EXCERPT TO READ -
The First Global Revolution
- Cover of first edition (paperback)
- Author: Alexander King and Bertrand Schneider
- Cover artist: Fearn Cutler (1991 First Edition)
- Language: English
- Genre: Nonfiction
- Publisher: Pantheon Books
- Publication date: 1991
- Publication place: United States
- Media type: Print (hardback & paperback)
- Pages: 259 pp
- ISBN: 0-679-73825-8
- Preceded by: The Limits to Growth

= The First Global Revolution =

Book by Alexander King

The First Global Revolution is a book written by Alexander King and Bertrand Schneider, and published by Pantheon Books in 1991. The book follows up the earlier 1972 work-product from the Club of Rome titled The Limits to Growth. The book's subtitle is A report by the Council of the Club of Rome. The book was intended as a blueprint for the 21st century putting forward a strategy for world survival at the onset of what they called the world's first global revolution.

A second edition was published by Orient Longman in 1993 (ISBN 978-0001160323).

Location identification entries
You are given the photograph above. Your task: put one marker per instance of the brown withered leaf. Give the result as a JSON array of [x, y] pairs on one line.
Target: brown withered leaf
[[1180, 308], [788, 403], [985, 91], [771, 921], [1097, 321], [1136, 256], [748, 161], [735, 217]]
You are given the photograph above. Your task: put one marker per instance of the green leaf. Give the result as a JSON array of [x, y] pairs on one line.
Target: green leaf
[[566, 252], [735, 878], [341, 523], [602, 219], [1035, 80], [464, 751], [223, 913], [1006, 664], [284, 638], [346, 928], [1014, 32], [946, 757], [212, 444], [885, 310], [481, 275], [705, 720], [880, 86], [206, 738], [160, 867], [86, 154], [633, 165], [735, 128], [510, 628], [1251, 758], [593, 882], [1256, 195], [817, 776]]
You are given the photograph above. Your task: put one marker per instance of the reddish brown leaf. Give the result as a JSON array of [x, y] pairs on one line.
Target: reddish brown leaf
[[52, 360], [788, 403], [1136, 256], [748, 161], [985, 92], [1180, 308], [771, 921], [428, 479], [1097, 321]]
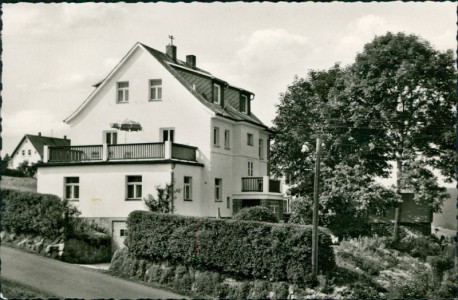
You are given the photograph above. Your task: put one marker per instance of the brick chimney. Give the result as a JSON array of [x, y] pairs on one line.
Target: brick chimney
[[171, 51], [191, 61]]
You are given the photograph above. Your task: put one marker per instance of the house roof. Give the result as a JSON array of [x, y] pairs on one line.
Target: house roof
[[197, 81], [193, 85], [39, 141]]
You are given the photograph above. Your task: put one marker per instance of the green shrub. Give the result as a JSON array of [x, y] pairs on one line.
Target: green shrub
[[237, 248], [418, 246], [256, 213], [82, 252], [36, 214]]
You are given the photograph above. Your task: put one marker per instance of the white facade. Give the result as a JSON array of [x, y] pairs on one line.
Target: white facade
[[24, 152], [215, 174]]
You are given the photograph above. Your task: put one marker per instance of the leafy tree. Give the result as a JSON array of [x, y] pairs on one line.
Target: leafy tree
[[405, 89], [395, 103], [346, 191], [28, 170], [163, 203]]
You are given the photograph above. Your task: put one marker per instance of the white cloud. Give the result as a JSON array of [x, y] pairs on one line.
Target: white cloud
[[31, 122], [447, 40], [267, 52], [359, 32]]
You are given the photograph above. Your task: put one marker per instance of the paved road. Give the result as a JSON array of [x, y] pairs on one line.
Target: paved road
[[70, 281]]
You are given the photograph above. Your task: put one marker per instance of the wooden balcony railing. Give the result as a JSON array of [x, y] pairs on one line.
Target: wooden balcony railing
[[184, 152], [105, 152], [136, 151], [260, 184], [252, 184], [274, 186], [75, 153]]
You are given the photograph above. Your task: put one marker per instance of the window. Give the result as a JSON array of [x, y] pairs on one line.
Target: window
[[216, 136], [134, 188], [155, 89], [274, 208], [244, 104], [72, 188], [250, 168], [217, 93], [218, 189], [110, 137], [123, 92], [249, 139], [167, 134], [227, 139], [187, 189]]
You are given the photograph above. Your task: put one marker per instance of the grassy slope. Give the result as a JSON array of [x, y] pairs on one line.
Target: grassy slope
[[19, 183], [13, 289]]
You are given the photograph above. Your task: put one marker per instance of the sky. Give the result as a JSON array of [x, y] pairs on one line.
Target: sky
[[54, 53]]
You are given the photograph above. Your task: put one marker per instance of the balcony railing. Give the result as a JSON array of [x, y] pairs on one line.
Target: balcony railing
[[106, 152], [75, 153], [184, 152], [136, 151], [260, 184], [252, 184]]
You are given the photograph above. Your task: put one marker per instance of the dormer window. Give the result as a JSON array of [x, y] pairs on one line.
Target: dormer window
[[123, 92], [155, 91], [216, 93], [244, 104]]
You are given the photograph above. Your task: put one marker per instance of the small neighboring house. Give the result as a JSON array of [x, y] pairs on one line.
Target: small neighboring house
[[31, 147], [417, 216], [197, 132]]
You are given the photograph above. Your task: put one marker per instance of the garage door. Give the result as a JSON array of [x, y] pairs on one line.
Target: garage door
[[119, 233]]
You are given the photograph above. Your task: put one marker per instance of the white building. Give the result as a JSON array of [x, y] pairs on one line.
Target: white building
[[30, 149], [197, 131]]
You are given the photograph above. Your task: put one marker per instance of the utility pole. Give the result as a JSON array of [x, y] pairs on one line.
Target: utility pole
[[316, 190]]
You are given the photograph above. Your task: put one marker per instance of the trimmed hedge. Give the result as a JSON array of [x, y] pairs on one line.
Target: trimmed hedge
[[34, 213], [238, 248], [256, 213]]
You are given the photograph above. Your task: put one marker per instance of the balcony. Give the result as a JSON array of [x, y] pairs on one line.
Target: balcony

AIM 1 - Rewrite the location identification records from the first line down to and including the line containing "161], [735, 217]]", requests included, and offset every coordinate in the answers by adding 65.
AIM 2 - Continue the passage about the book The First Global Revolution from the point where it stops.

EXERCISE RESULT 1 -
You are given the photograph above. Your task: put one marker per instance of the brown withered leaf. Give the result as a JSON array of [x, y] pairs on one line.
Target: brown withered leaf
[[1245, 373], [853, 468], [1050, 156], [836, 986], [1162, 386], [1201, 321], [813, 226], [800, 282]]

EXERCISE RESULT 2 -
==Contents==
- The Problematique
- The Whirlwind of Change
- Some Areas of Acute Concern
- The International Mismanagement of the World Economy
- Intimitations of Solidarity
- The Vacuum
- The Human Malaise
- Conclusion: The Challenge
- The Resolutique
- Introduction
- The Three Immediacies
- Governance and the Capacity to Govern
- Agents of the Resolutique
- Motivations and Values
- Learning Our Way Into a New Era

==Overview==
The book is a blueprint for the twenty-first century at a time when the Club of Rome thought that the onset of the first global revolution was upon them. The authors saw the world coming into a global-scale societal revolution amid social, economic, technological, and cultural upheavals that started to push humanity into an unknown. The goal of the book was to outline a strategy for mobilizing the world's governments for environmental security and clean energy by purposefully converting the world from a military to a civil economy, tackling global warming and solving the energy problem, dealing with world poverty and disparities between the Northern Hemisphere and the Southern Hemisphere.

The book saw humankind at the center of the revolution centered on:

- Global economic growth
- New technologies
- Governments and the ability to govern
- Mass Media
- Global food security
- Water availability
- Environment
- Energy
- Population growth
- Learning systems
- Values/religions
- Materials

The product of a think tank, the book attempted to transcend the nation-state governance paradigm of the nineteenth-century and the twentieth-century and sought a way to eliminate some of the challenges seen inherent with those older systems of global governance. As such, it explored new and sometimes controversial viewpoints.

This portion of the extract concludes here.